### TASKS FOR THIS EXERCISE
(1) Duplicate the part of the homebuying finances article between "It is important" and "your credit score.", inclusive.
(2) Go on with the article about preparing your finances to buy a house, starting after its final sentence.

### TEXT UNDER STUDY

For those who want to acquire a house, it helps to get your finances in order. That way, you can quickly and effortlessly navigate the homebuying journey without having to worry about how you'll afford your dream house.

There are many quick, easy ways to straighten out your finances before you embark on the homebuying journey, such as:

1. Assess Your Credit Score

Your credit score ultimately can play a major role in your ability to secure a great mortgage. If you understand your credit score, you may be able to find ways to improve it prior to conducting a home search.

It is important to remember that you are entitled to a free copy of your credit report annually from each of the credit reporting agencies (Equifax, Experian and TransUnion). Request a free copy of your credit report today, and you can take the first step to evaluate your credit score.

If you find that your credit score is low, there is no need to worry. You can always pay off outstanding debt to improve your credit score over time.

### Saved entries
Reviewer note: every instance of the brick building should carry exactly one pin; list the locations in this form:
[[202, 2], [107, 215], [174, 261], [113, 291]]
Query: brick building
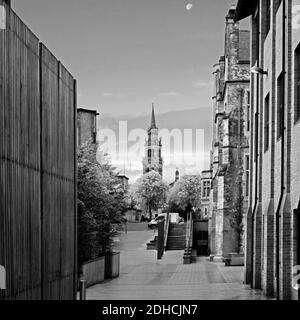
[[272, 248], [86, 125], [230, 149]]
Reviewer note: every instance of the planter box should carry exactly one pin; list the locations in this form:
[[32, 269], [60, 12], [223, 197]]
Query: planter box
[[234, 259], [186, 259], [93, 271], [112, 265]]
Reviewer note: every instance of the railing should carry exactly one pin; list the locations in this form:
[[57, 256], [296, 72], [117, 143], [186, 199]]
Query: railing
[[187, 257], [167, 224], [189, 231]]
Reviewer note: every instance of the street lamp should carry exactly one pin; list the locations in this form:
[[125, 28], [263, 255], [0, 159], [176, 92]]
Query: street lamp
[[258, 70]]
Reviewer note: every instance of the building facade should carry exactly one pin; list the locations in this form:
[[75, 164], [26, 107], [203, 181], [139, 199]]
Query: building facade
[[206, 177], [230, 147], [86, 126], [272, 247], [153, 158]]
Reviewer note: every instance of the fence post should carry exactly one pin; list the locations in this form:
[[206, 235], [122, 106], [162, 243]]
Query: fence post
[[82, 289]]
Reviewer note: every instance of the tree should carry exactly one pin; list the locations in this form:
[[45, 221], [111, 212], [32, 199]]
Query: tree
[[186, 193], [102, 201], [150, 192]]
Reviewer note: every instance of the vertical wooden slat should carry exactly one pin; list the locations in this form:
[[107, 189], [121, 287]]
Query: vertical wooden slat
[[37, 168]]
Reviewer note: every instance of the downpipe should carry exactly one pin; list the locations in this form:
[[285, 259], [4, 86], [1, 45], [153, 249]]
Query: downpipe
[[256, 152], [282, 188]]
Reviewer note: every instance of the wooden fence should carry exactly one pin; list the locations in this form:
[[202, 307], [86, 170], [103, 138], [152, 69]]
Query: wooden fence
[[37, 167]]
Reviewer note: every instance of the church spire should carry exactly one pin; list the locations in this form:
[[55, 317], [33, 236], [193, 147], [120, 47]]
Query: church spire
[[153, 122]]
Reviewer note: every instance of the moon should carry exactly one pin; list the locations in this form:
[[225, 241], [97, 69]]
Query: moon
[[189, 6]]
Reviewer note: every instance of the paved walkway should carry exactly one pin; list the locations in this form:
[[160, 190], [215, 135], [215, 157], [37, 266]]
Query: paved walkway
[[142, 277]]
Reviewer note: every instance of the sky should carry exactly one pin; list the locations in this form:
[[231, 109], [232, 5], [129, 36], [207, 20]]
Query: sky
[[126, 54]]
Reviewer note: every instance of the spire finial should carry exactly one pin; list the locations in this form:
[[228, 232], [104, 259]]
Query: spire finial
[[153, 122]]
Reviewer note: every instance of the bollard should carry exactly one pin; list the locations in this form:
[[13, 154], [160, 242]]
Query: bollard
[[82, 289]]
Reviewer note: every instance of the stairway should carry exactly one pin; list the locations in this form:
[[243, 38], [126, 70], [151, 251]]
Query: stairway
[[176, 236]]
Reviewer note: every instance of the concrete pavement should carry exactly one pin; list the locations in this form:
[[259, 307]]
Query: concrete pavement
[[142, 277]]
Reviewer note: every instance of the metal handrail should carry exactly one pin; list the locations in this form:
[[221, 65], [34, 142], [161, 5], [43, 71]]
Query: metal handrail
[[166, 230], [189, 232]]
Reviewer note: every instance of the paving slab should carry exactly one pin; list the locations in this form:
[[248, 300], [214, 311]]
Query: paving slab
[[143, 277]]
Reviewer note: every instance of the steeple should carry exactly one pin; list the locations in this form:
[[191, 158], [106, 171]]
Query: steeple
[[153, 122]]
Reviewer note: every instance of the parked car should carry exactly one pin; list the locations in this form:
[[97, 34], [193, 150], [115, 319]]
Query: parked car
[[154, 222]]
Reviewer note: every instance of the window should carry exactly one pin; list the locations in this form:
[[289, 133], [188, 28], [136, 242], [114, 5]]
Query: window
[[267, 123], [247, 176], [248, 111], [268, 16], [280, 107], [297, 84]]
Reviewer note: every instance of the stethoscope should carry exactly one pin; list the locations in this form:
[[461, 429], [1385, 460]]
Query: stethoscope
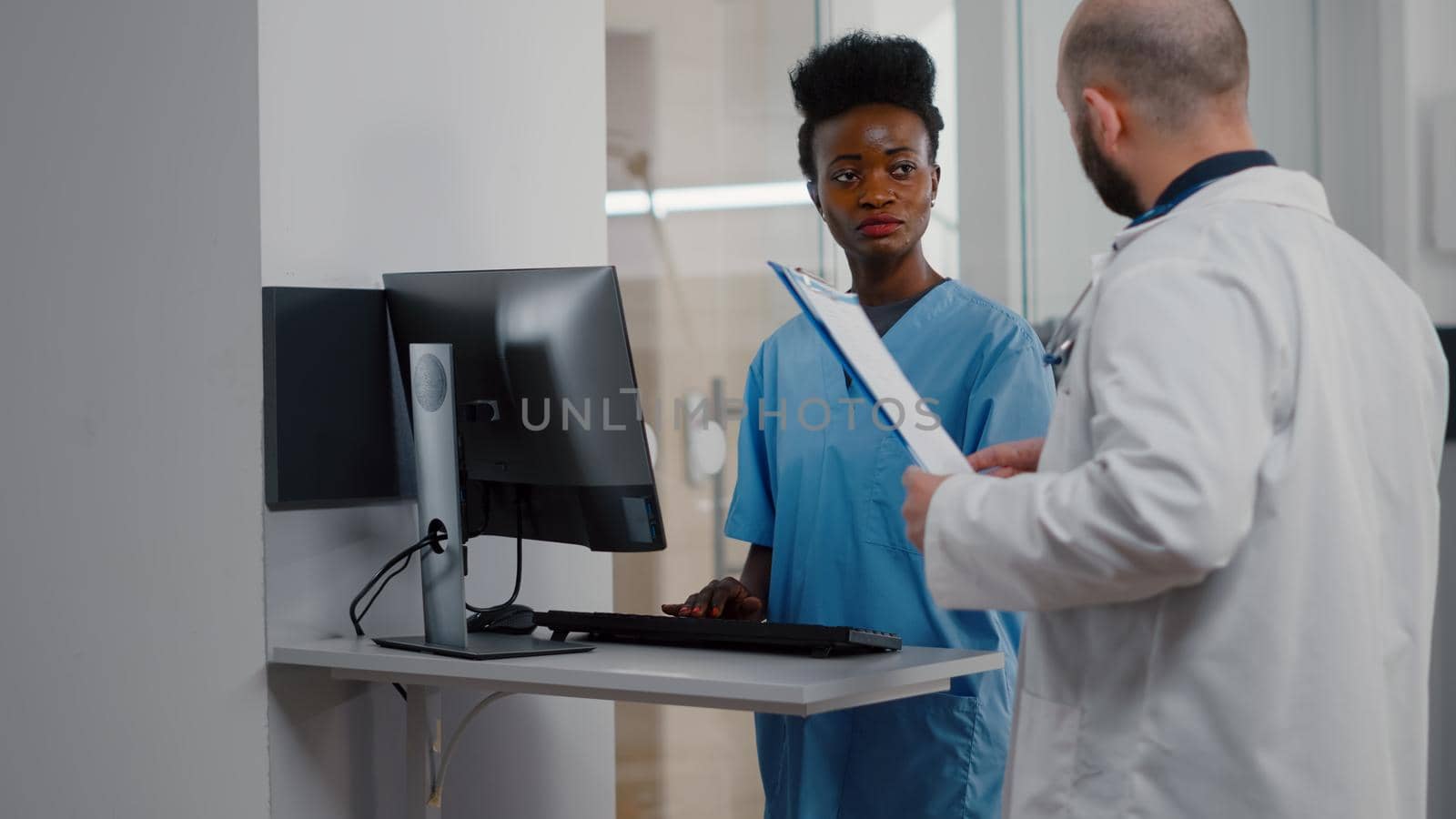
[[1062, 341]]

### ANSWERS GIVEN
(1)
It is important to remember that you are entitled to a free copy of your credit report annually from each of the credit reporting agencies (Equifax, Experian and TransUnion). Request a free copy of your credit report today, and you can take the first step to evaluate your credit score.

(2)
Also, if you identify any errors on your credit report, you'll want to address these mistakes immediately. In this scenario, you should contact the agency that provided the report to ensure any necessary corrections can be made.

2. Look Closely at Your Monthly Expenses

When it comes to buying a house, it generally helps to have sufficient funds for a down payment. The down payment on a house may fall between 5 and 20 percent of a home's sale price, so you'll want to have enough money available to cover this total for your dream residence.

If you evaluate your monthly expenses, you may be able to find ways to save money for a down payment on a house.

For example, it may be beneficial to cut out cable TV for the time being and use the money that you save toward a home down payment. Or, if your dine out frequently, cooking at home may prove to be a substantial money-saver that could help you speed up the process of saving for a down payment.

3. Get Pre-Approved for a Mortgage

With pre-approval for a mortgage, you can enter the housing market with a budget in hand. Then, you'll be better equipped than ever before to narrow your search to houses that fall within your price range.

To get pre-approved for a mortgage, you'll want to meet with banks and credit unions. These financial institutions can teach you about different mortgage options and help you assess all of the options at your disposal.

Furthermore, don't hesitate to ask banks and credit unions about how different types of mortgages work. This will enable you to gain the insights that you need to make an informed decision about a mortgage based on your financial situation.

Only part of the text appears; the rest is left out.